Extracted records below:
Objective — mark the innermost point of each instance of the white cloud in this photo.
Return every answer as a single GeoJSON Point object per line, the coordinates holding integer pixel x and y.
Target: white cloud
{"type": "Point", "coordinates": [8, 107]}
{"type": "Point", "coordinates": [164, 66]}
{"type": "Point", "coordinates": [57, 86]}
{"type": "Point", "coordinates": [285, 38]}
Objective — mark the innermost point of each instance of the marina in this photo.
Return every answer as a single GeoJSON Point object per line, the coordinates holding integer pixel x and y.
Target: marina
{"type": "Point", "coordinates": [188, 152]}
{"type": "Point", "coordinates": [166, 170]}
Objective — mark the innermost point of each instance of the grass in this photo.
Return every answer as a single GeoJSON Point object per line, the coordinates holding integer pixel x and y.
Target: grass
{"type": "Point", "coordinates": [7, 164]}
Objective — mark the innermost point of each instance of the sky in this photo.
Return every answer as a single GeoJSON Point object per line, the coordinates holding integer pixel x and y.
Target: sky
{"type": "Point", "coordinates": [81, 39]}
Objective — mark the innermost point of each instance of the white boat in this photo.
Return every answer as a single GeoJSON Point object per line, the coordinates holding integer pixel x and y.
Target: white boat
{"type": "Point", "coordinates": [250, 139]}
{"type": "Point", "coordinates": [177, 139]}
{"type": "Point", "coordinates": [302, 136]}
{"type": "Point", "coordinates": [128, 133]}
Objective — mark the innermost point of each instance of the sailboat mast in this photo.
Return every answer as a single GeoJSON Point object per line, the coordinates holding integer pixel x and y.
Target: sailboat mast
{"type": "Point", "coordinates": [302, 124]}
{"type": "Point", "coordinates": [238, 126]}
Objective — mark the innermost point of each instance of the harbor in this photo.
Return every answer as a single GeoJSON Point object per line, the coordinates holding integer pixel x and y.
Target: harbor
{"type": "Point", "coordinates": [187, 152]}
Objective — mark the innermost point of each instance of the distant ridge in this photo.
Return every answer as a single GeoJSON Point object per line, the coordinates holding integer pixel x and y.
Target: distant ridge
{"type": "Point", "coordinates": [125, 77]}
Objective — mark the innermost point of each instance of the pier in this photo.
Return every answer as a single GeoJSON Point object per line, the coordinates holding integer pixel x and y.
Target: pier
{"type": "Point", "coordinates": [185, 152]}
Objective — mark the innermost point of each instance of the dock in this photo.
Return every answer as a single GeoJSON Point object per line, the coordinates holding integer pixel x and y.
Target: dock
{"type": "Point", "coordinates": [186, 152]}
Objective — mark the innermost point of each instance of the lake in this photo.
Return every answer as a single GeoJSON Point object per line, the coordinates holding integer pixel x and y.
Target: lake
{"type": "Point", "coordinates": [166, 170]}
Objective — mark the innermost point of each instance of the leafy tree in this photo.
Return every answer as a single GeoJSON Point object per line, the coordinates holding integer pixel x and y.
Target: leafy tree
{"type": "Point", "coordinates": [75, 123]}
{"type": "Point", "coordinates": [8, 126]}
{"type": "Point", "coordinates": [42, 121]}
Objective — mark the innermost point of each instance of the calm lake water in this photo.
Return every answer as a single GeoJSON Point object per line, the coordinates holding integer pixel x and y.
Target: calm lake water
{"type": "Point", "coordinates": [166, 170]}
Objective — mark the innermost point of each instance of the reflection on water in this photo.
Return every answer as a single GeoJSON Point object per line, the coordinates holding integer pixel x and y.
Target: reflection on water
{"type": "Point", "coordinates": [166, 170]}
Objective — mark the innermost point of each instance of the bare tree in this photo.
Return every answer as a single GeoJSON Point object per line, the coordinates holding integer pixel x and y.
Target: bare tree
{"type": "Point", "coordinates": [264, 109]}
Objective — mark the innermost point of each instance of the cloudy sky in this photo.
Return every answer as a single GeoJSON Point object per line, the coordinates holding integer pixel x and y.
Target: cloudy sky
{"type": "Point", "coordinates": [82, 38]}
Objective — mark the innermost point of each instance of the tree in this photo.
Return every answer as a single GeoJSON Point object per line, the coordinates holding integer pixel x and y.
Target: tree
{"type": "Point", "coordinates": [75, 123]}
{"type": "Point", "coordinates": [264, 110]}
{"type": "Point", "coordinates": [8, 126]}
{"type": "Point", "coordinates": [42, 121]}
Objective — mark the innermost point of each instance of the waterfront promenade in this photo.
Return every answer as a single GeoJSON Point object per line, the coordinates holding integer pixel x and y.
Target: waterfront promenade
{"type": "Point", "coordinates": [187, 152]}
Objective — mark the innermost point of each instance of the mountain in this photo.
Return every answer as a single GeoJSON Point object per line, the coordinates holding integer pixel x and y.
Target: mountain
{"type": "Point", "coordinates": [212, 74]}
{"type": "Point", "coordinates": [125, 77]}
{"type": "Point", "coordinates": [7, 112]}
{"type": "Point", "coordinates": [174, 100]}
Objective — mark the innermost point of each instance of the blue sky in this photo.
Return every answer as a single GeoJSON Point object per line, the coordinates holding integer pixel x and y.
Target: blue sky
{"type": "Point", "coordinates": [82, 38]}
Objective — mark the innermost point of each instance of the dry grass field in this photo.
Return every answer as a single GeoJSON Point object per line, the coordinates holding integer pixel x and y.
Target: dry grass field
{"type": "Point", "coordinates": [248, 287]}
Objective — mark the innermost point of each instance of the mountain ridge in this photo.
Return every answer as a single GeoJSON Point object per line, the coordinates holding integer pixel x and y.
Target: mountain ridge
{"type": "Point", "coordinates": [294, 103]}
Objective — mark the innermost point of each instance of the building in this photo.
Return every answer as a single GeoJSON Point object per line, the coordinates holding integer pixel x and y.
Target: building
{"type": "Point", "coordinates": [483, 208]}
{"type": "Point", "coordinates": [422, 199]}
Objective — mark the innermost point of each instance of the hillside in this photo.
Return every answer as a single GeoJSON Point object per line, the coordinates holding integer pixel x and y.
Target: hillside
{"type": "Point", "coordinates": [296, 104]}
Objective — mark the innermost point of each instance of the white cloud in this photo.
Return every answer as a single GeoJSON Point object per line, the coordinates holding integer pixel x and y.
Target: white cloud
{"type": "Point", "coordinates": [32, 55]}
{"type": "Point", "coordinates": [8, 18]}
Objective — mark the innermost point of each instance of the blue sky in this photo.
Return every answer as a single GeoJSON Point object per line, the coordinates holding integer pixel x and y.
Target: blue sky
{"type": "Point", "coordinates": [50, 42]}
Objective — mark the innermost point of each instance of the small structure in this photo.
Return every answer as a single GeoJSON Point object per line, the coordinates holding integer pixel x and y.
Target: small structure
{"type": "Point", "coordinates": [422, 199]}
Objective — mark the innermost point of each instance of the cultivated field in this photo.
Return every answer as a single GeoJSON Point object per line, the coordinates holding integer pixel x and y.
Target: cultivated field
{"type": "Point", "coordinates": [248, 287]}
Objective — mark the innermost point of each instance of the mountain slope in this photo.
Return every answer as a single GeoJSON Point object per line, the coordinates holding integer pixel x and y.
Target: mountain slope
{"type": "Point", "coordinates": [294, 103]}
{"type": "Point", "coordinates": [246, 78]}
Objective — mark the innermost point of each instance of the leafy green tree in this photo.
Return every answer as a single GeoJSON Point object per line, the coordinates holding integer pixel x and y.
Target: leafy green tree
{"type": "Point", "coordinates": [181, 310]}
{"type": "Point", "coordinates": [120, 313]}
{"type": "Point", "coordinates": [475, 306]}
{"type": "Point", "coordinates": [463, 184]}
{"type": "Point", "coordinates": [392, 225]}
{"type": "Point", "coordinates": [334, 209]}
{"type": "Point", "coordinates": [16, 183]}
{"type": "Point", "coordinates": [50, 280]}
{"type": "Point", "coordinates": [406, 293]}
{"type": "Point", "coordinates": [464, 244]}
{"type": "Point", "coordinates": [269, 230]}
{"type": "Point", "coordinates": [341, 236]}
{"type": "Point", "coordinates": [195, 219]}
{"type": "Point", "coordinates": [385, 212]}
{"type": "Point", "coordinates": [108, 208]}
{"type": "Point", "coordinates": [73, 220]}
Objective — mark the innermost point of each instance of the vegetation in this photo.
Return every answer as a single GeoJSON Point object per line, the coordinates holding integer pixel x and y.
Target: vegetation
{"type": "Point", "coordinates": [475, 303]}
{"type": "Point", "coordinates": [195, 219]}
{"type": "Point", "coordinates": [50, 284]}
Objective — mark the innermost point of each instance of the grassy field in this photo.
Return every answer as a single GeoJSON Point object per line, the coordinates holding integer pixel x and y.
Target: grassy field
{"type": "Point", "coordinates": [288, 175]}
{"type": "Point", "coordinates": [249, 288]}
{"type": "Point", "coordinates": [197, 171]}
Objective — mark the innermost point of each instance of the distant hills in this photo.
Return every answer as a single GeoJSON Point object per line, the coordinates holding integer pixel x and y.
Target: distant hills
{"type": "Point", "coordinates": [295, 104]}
End of Extracted records.
◆ Exercise aim
Set down exactly the line with "Target: vegetation" and each line after it up to the end of the records, adding nothing.

◆ Written answer
Target: vegetation
{"type": "Point", "coordinates": [475, 303]}
{"type": "Point", "coordinates": [195, 219]}
{"type": "Point", "coordinates": [50, 284]}
Objective — mark the innermost point of each instance of the grassy field in this photo.
Return every answer as a single GeoJSON Point object per line, the coordinates holding integer pixel x and y.
Target: grassy field
{"type": "Point", "coordinates": [288, 175]}
{"type": "Point", "coordinates": [249, 288]}
{"type": "Point", "coordinates": [197, 171]}
Objective — mark the innermost point of each instance of the distant hills in this photo.
Return every answer as a single GeoJSON Point object per line, the coordinates holding integer pixel x and y.
Target: distant hills
{"type": "Point", "coordinates": [295, 104]}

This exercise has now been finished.